━━ PROVIDED RECORDS
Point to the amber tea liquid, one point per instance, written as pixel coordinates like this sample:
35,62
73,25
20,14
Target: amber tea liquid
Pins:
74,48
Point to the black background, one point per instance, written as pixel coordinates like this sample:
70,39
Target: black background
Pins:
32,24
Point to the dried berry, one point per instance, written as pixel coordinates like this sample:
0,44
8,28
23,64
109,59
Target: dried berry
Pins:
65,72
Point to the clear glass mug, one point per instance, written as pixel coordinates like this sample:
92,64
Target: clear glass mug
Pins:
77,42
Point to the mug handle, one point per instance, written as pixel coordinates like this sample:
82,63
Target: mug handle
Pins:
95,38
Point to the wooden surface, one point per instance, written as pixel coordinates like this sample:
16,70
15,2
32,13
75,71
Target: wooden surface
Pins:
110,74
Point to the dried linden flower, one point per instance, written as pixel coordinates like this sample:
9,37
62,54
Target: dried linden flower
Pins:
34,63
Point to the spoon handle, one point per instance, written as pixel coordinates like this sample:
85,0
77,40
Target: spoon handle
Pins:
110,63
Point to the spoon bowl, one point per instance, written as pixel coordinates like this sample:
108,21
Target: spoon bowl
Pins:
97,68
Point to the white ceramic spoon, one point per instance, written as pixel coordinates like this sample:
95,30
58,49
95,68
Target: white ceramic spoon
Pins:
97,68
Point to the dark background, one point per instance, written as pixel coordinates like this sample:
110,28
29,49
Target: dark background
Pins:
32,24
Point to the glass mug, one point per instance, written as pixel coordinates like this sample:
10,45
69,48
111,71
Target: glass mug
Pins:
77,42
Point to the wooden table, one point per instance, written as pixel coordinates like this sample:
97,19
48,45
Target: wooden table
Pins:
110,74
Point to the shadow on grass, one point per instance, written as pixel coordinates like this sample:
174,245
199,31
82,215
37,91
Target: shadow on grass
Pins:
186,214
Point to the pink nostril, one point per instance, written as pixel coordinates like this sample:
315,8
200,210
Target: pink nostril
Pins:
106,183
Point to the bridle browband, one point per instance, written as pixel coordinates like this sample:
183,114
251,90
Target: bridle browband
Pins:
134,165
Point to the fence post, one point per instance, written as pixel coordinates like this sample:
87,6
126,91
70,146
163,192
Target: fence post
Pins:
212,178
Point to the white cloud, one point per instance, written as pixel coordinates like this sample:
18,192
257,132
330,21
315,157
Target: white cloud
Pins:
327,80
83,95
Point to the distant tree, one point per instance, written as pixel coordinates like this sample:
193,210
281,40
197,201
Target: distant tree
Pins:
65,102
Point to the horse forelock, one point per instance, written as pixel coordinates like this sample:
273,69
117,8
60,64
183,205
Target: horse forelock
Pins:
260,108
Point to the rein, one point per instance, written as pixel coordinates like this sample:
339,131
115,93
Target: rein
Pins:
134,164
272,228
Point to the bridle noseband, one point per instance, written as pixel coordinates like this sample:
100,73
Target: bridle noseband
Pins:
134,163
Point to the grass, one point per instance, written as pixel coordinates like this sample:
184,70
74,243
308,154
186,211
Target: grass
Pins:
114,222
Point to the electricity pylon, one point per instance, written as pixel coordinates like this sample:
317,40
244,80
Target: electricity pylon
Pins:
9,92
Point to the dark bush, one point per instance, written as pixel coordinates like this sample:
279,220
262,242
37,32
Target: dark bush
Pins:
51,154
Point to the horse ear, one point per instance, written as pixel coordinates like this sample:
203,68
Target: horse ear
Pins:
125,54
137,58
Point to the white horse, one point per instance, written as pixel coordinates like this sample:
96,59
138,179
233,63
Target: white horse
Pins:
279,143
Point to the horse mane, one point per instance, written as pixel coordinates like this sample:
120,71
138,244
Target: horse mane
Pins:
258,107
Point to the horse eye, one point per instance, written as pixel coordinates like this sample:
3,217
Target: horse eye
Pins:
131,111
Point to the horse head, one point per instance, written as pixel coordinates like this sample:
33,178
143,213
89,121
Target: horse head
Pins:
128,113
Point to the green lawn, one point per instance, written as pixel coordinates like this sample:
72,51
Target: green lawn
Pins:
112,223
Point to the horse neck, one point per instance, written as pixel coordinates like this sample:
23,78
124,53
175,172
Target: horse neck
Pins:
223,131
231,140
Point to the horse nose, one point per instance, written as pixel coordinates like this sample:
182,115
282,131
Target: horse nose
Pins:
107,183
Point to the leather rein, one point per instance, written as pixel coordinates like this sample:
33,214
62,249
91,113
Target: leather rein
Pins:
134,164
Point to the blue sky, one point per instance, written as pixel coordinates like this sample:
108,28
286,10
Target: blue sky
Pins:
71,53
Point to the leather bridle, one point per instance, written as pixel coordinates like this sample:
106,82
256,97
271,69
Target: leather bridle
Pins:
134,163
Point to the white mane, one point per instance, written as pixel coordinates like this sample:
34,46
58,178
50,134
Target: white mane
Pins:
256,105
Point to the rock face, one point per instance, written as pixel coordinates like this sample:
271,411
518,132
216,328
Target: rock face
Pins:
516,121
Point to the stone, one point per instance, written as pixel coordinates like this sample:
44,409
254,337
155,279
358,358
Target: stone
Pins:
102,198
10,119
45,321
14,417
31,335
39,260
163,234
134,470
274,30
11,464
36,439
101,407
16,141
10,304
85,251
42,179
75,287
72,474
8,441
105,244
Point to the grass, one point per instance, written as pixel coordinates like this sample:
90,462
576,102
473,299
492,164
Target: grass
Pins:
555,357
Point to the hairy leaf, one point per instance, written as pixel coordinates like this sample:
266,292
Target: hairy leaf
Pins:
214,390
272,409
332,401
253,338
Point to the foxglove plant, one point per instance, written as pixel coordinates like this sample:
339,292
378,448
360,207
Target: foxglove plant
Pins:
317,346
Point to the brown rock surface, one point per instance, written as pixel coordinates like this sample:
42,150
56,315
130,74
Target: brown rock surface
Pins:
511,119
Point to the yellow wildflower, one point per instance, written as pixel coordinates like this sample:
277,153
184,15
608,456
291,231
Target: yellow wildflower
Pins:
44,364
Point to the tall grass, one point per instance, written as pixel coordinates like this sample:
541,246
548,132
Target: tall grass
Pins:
━━━━
§ WHAT THE TASK ASKS
Each line of the material above needs to be quoted exactly, please.

§ THE OUTPUT
Point to the amber tea liquid, one point per instance, written as pixel coordinates like this sample:
35,62
73,25
20,14
Target: amber tea liquid
Pins:
74,48
Point to the black background, one point per instance, written as pixel coordinates like this sample:
70,39
Target: black background
Pins:
32,24
Point to the dried berry, one point per instance, written as pixel coordinates like this sample:
0,44
8,28
23,64
109,59
Target: dried berry
Pins:
65,72
Point to the clear glass mug, one point per instance, written as pixel coordinates like this sample:
92,64
Target: clear glass mug
Pins:
77,42
Point to the mug handle, one point per instance, written as pixel coordinates like this sample:
82,63
Target: mug handle
Pins:
95,38
Point to the wooden surface, one point per instance, written as pixel coordinates like this sample:
16,70
15,2
32,13
75,71
Target: wooden surface
Pins:
110,74
Point to the dried linden flower, one point per instance, written as pixel coordinates like this sample:
9,37
62,54
Target: dried linden flower
Pins:
34,63
Point to the spoon handle, one point per instance, written as pixel coordinates like this sample:
85,0
77,40
Target: spoon handle
Pins:
110,63
Point to the spoon bowl, one point per instance, written as pixel coordinates like this sample:
108,21
Target: spoon bowl
Pins:
97,68
Point to the white ceramic spoon, one point per instance, written as pixel coordinates like this sample:
95,30
58,49
95,68
Target: white ceramic spoon
Pins:
97,68
Point to the dark background, one point per instance, written as pixel coordinates like this sample:
110,28
29,49
Target: dark background
Pins:
32,24
Point to the glass mug, one point per instance, written as pixel coordinates like this sample:
10,45
69,48
111,71
Target: glass mug
Pins:
77,42
Point to the wooden table, one point per instance, written as pixel coordinates like this sample:
97,19
48,45
Target: wooden table
Pins:
110,74
Point to the shadow on grass, one point per instance, written as pixel coordinates like this sample:
174,245
199,31
82,215
37,91
Target: shadow on grass
Pins:
186,214
Point to the pink nostril, one point per instance, written as pixel coordinates like this sample:
315,8
200,210
Target: pink nostril
Pins:
106,183
Point to the bridle browband, one point per instance, written as pixel coordinates like this sample:
183,114
251,90
Target: bridle browband
Pins:
134,165
Point to the fence post, one point per instance, written as pixel coordinates like this sample:
87,6
126,91
70,146
163,192
Target: fence post
Pins:
212,178
Point to the white cloud, one point per instance, written as pixel coordinates like this sample:
18,192
257,132
330,21
315,157
Target: white cloud
Pins:
327,80
83,95
Point to the distant tree, one point per instance, written as pixel coordinates like this sample:
193,210
281,40
197,201
Target: distant tree
Pins:
65,102
Point to the horse forelock, one point per instance, written as pixel coordinates like this sample:
273,69
117,8
60,64
183,205
Target: horse forelock
Pins:
260,108
Point to the rein, one point per instance, written as pixel coordinates like this sample:
339,131
115,93
Target: rein
Pins:
134,164
272,228
Point to the bridle noseband, one point per instance, written as pixel coordinates like this sample:
100,73
Target: bridle noseband
Pins:
134,163
Point to the grass, one point per instance, written as pixel coordinates like this sample:
184,70
74,243
308,154
186,211
Target: grass
Pins:
114,222
Point to the electricity pylon, one point per instance, written as pixel coordinates like this sample:
317,40
244,80
Target: electricity pylon
Pins:
9,92
Point to the dark bush, one point per instance, written as pixel coordinates like this sample:
279,220
262,242
37,32
Target: dark bush
Pins:
51,154
Point to the horse ear, one point per instance, written as pixel coordinates like this sample:
203,68
Target: horse ear
Pins:
125,54
137,58
Point to the white horse, one point per instance, written as pixel coordinates like this sample:
96,59
138,179
233,63
Target: white horse
Pins:
279,143
Point to the horse mane, one point per instance, written as pixel coordinates like this sample:
120,71
138,244
Target: horse mane
Pins:
258,107
Point to the horse eye, one point per instance, written as pixel coordinates like this sample:
3,217
Target: horse eye
Pins:
131,111
Point to the horse head, one point per instance, written as pixel coordinates like this sample:
33,178
143,213
89,121
Target: horse head
Pins:
128,113
Point to the green lawn, one point per instance, written as pixel coordinates like this sample:
72,51
Target: green lawn
Pins:
112,223
Point to the horse neck, one point per instance, written as pixel coordinates like this sample:
23,78
124,53
175,172
Target: horse neck
Pins:
223,131
231,140
Point to the horse nose, one point per instance, written as pixel coordinates like this sample:
182,115
282,131
Target: horse nose
Pins:
107,183
Point to the leather rein, one point per instance, written as pixel coordinates like this sample:
33,214
62,249
91,113
Target: leather rein
Pins:
134,164
Point to the blue sky, one point per instance, written as pixel coordinates like this sample:
108,28
286,10
Target: blue sky
Pins:
71,53
Point to the leather bridle, one point per instance, written as pixel coordinates like this sample:
106,82
256,97
271,69
Target: leather bridle
Pins:
134,163
Point to the white mane, one point per instance, written as pixel coordinates like this sample:
34,46
58,178
50,134
Target: white mane
Pins:
256,105
Point to the rock face, one point per instance, written as pixel coordinates like this sample:
271,411
518,132
216,328
Target: rock face
Pins:
516,121
Point to the stone, one point per instance, written as pixel coordinates like this sample:
44,409
254,337
155,279
358,358
Target: stone
Pins:
102,198
10,119
45,321
14,417
31,335
39,260
163,234
134,470
274,30
11,464
36,439
101,407
16,141
10,304
85,251
42,179
75,287
72,474
8,441
105,244
Point to the grass, one point per instance, written as pixel coordinates like this sample:
90,462
576,102
473,299
492,164
Target: grass
Pins:
555,357
Point to the hairy leaf, one point per instance, written as pixel coordinates like this sample:
266,292
Target: hairy leaf
Pins:
214,390
272,409
332,401
253,338
Point to the foxglove plant, one point per instance, written as pixel coordinates like this sample:
339,292
378,448
360,207
Target: foxglove plant
Pins:
317,346
Point to the brown rock surface, one point per instance, written as pixel coordinates like this sample:
42,150
56,315
130,74
Target: brown rock surface
Pins:
511,119
Point to the yellow wildflower, one point per instance, written as pixel coordinates like this sample:
277,153
184,15
608,456
291,231
Target: yellow wildflower
Pins:
44,364
Point to the tall grass, one point per instance, written as pixel coordinates like this sample:
541,246
548,132
Target: tall grass
Pins:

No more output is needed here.